● Requirement 1: In the article below about Vulcan's BE-4 engines, condense the paragraph beginning "This seems highly unlikely" into a short bulleted list that keeps its main facts.
● Requirement 2: According to the article below about Vulcan's BE-4 engines, what did Tory Bruno name as the main reason the first Vulcan launch would slip into 2022?
● Requirement 3: From the article below about Vulcan's BE-4 engines, output the passage starting at "In response to" and ending at "with Blue Origin.".

● Document segment:
Privately, multiple sources say, the relationship between Blue Origin and United Launch Alliance is not good. “There is great concern about this engine development,” one person in the industry said. “It’s much more than Tory Bruno is showing publicly. There is great concern that Blue is not putting enough attention and priority on the engine.”

For years, United Launch Alliance chief executive Tory Bruno had been saying the new Vulcan rocket, powered by two BE-4 engines, would launch in 2021. However, he recently told Aviation Week the first launch would slip into 2022. Bruno said this was due primarily to the mission’s customer, Astrobotic, whose Moon lander was not ready. Technically, Bruno said, Vulcan still had a chance to be ready for a 2021 launch.

This seems highly unlikely because it is already July, and United Launch Alliance (ULA) still does not have a pair of flight engines. After receiving the flight engines from Blue Origin, ULA needs to attach them to the Vulcan rocket, roll it to the launch pad, and conduct a lengthy series of tests before a hot-fire ignition. After this hot-fire test, the rocket will be rolled back to the hangar and prepared for an actual launch attempt. As of January, Bruno was saying this hot fire test with the flight engines would take place this summer. That will no longer happen.

In response to a question from Ars, ULA declined to offer an updated timeline for when it expects to take delivery of flight-ready BE-4 engines from Blue Origin. The company also declined to comment on any tensions with Blue Origin.

● Provided information:
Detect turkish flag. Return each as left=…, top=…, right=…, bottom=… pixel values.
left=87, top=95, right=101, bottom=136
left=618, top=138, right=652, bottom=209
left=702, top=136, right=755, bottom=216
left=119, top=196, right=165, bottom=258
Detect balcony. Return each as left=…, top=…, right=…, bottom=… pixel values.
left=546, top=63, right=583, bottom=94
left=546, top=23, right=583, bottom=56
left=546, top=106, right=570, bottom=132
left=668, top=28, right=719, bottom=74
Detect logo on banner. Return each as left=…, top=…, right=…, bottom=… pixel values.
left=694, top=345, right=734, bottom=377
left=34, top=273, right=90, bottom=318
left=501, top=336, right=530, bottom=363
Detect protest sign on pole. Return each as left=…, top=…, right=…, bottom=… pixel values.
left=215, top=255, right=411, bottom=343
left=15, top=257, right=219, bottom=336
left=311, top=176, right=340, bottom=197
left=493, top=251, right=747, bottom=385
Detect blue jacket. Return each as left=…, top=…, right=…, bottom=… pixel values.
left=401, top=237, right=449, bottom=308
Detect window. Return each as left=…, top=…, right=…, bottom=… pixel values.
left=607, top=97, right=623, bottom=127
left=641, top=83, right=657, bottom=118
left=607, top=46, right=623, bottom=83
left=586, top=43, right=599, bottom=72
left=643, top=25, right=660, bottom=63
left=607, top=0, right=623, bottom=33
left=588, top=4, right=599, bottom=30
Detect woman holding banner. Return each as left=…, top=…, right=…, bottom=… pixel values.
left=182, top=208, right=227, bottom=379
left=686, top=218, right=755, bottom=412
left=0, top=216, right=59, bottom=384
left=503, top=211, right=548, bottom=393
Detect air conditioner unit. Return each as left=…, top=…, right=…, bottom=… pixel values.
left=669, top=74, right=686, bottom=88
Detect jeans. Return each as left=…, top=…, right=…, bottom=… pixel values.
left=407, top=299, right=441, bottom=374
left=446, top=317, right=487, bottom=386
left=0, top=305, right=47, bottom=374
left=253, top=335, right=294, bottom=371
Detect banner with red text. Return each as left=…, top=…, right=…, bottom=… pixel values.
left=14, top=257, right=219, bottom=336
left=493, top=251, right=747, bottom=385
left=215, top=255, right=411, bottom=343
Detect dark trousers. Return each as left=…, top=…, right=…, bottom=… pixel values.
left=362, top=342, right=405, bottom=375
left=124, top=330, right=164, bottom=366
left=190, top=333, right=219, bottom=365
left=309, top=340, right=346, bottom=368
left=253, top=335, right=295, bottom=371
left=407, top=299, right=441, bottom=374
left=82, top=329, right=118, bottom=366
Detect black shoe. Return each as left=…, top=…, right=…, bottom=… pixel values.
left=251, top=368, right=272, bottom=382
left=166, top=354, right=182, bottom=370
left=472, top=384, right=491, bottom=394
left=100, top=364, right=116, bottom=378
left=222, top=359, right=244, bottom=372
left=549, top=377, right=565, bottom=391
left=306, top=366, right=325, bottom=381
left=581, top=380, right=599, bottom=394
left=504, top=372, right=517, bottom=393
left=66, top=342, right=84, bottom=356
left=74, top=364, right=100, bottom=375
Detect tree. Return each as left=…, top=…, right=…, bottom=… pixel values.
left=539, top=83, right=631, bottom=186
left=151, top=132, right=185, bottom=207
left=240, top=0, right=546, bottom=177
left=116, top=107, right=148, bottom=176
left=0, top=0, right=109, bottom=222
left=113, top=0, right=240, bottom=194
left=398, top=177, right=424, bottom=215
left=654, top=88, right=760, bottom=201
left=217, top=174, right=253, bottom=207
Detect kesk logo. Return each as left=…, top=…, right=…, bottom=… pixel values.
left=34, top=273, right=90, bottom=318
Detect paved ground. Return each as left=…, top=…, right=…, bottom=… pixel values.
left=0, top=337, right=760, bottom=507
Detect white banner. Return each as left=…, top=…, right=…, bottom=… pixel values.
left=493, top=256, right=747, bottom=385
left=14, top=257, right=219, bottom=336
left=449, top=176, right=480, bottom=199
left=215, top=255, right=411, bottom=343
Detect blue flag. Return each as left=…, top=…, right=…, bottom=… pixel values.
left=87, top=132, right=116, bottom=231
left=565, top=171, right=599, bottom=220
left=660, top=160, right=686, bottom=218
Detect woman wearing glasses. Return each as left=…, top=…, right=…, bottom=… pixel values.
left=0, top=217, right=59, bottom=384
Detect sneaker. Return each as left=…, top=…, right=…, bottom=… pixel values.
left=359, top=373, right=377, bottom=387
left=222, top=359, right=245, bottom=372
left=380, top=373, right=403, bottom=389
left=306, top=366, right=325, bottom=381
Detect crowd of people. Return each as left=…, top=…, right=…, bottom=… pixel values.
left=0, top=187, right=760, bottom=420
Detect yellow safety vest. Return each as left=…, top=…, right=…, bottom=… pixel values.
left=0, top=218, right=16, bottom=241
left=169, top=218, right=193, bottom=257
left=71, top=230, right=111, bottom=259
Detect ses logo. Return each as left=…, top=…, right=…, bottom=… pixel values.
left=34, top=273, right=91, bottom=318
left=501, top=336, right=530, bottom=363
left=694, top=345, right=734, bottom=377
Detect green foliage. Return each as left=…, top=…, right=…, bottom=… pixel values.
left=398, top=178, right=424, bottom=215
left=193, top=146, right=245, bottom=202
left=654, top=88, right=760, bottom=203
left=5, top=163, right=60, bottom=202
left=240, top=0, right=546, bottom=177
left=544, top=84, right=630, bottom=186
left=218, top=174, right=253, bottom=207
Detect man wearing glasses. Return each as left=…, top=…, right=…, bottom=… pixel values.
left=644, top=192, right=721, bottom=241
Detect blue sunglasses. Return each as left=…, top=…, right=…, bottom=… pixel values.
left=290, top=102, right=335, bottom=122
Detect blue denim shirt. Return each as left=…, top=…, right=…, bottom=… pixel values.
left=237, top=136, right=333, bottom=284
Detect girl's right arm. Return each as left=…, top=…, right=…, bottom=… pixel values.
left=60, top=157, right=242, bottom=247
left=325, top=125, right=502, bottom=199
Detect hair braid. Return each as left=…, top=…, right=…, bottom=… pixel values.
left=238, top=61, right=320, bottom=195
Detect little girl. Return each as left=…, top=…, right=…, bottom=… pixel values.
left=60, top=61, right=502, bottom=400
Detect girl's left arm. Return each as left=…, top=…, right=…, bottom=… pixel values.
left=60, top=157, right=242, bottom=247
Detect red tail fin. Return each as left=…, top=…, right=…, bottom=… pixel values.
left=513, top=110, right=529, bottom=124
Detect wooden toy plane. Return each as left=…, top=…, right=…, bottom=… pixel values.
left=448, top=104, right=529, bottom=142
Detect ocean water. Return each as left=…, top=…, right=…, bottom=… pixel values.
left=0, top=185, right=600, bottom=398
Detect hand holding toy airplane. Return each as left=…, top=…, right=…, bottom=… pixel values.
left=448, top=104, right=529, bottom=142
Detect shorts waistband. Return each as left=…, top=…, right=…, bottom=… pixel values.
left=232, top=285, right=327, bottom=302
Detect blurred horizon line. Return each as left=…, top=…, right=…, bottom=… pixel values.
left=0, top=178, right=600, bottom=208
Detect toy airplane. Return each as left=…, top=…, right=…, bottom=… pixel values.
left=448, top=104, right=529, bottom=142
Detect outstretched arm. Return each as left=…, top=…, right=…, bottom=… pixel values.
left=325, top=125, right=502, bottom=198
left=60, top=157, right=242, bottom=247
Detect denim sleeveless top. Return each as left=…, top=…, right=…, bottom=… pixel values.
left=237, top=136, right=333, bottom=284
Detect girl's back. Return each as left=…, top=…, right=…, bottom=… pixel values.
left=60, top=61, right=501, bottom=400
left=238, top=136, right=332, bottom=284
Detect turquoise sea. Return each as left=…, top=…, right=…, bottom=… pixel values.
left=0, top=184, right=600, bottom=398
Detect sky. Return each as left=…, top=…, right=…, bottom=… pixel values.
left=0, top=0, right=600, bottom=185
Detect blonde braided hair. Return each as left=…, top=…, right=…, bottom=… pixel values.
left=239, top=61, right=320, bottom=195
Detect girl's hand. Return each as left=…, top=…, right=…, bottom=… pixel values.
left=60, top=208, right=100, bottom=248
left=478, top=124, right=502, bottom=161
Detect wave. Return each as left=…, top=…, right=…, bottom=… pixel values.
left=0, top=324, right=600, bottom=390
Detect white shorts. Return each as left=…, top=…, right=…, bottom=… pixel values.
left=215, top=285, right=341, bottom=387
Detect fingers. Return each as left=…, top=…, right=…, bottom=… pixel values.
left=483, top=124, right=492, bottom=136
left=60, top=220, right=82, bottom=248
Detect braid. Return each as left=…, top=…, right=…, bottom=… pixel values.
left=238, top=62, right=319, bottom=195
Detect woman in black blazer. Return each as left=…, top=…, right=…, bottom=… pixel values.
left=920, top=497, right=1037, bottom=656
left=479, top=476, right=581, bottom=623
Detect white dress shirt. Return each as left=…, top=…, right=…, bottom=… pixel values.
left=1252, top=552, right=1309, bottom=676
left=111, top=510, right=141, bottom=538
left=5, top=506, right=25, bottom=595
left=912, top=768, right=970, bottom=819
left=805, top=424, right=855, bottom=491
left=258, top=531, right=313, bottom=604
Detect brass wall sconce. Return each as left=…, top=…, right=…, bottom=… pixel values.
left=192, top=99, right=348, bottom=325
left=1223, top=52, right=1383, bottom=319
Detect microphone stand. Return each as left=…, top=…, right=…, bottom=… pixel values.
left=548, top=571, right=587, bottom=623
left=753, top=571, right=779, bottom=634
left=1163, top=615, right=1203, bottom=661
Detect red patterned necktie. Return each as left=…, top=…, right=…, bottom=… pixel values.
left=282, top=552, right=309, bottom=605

● Worked answer 1:
- It is already July, and ULA still lacks a pair of flight engines.
- Once Blue Origin delivers them, ULA must attach them to the Vulcan rocket, roll it to the launch pad, and run a long series of tests before a hot-fire ignition.
- After the hot-fire test, the rocket goes back to the hangar to be prepared for an actual launch attempt.
- In January, Bruno said the hot-fire test with the flight engines would happen this summer, but that will no longer happen.

● Worked answer 2: He blamed the mission's customer, Astrobotic, whose Moon lander was not ready.

● Worked answer 3:
In response to a question from Ars, ULA declined to offer an updated timeline for when it expects to take delivery of flight-ready BE-4 engines from Blue Origin. The company also declined to comment on any tensions with Blue Origin.